#### Exercise aim
Count the lines in the data below that contain the string "field". Reply with the number alone.

#### Dataset content
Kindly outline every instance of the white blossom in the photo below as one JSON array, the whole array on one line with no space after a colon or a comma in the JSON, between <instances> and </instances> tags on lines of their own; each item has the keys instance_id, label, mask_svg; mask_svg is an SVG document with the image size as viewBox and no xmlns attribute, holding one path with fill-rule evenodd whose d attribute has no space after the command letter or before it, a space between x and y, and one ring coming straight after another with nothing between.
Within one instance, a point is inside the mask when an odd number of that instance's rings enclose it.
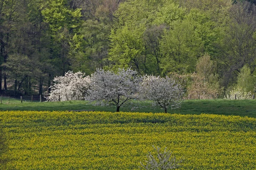
<instances>
[{"instance_id":1,"label":"white blossom","mask_svg":"<svg viewBox=\"0 0 256 170\"><path fill-rule=\"evenodd\" d=\"M124 104L138 97L140 79L131 68L119 69L116 73L98 69L91 75L91 89L87 99L96 101L96 105L114 105L118 112Z\"/></svg>"},{"instance_id":2,"label":"white blossom","mask_svg":"<svg viewBox=\"0 0 256 170\"><path fill-rule=\"evenodd\" d=\"M247 92L245 89L240 87L236 87L232 89L229 93L229 94L225 96L224 99L243 100L252 99L252 95L250 91ZM236 97L235 96L236 96Z\"/></svg>"},{"instance_id":3,"label":"white blossom","mask_svg":"<svg viewBox=\"0 0 256 170\"><path fill-rule=\"evenodd\" d=\"M90 87L90 78L81 72L68 71L64 76L55 77L48 97L49 101L84 99Z\"/></svg>"},{"instance_id":4,"label":"white blossom","mask_svg":"<svg viewBox=\"0 0 256 170\"><path fill-rule=\"evenodd\" d=\"M153 104L161 107L166 113L169 108L173 109L180 106L182 88L170 78L145 76L141 88L143 96L153 101Z\"/></svg>"}]
</instances>

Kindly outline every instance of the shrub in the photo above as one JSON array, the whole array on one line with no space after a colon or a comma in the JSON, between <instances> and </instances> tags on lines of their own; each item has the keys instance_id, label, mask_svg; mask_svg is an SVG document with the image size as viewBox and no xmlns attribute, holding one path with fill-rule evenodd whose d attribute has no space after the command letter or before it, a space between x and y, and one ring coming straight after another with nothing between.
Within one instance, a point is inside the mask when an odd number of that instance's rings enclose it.
<instances>
[{"instance_id":1,"label":"shrub","mask_svg":"<svg viewBox=\"0 0 256 170\"><path fill-rule=\"evenodd\" d=\"M172 156L172 153L166 150L166 147L163 153L160 152L160 147L157 147L156 148L154 145L153 147L157 151L157 157L155 158L149 152L147 156L148 160L145 161L146 164L144 165L140 162L141 168L146 170L171 170L177 169L180 167L183 160L177 160L175 156Z\"/></svg>"}]
</instances>

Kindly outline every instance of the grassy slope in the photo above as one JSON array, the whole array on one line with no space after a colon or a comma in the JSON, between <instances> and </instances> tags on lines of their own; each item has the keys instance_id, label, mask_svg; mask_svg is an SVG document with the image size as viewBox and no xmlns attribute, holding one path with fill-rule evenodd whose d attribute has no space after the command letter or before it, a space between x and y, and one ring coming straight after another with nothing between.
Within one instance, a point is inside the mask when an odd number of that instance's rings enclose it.
<instances>
[{"instance_id":1,"label":"grassy slope","mask_svg":"<svg viewBox=\"0 0 256 170\"><path fill-rule=\"evenodd\" d=\"M96 111L114 112L113 106L95 106L85 101L67 101L48 102L23 102L3 104L0 105L1 110L94 110ZM146 103L145 106L132 111L141 112L163 112L163 110L157 107L152 107ZM130 111L130 107L121 107L123 111ZM184 101L181 108L168 110L170 113L180 113L183 114L200 114L201 113L238 115L256 117L256 100L189 100Z\"/></svg>"}]
</instances>

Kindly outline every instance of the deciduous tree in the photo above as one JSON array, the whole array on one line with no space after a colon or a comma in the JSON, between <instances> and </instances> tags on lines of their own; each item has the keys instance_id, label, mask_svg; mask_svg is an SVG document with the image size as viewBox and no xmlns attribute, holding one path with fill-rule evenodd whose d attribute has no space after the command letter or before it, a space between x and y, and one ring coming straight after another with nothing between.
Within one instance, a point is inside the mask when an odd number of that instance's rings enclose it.
<instances>
[{"instance_id":1,"label":"deciduous tree","mask_svg":"<svg viewBox=\"0 0 256 170\"><path fill-rule=\"evenodd\" d=\"M145 98L160 106L167 113L167 109L180 106L183 91L180 85L172 79L146 75L143 77L141 93Z\"/></svg>"},{"instance_id":2,"label":"deciduous tree","mask_svg":"<svg viewBox=\"0 0 256 170\"><path fill-rule=\"evenodd\" d=\"M120 107L138 97L140 78L131 68L119 68L116 73L99 69L92 74L91 89L87 98L96 105L112 105Z\"/></svg>"}]
</instances>

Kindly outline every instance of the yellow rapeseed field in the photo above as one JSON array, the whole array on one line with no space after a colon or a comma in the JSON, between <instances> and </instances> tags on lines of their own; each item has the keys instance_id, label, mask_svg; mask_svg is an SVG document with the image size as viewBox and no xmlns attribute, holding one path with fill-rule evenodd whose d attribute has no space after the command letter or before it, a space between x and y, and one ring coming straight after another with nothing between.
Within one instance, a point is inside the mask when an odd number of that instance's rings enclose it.
<instances>
[{"instance_id":1,"label":"yellow rapeseed field","mask_svg":"<svg viewBox=\"0 0 256 170\"><path fill-rule=\"evenodd\" d=\"M152 145L180 170L256 169L256 119L143 113L3 111L9 169L139 169Z\"/></svg>"}]
</instances>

#### Output below
2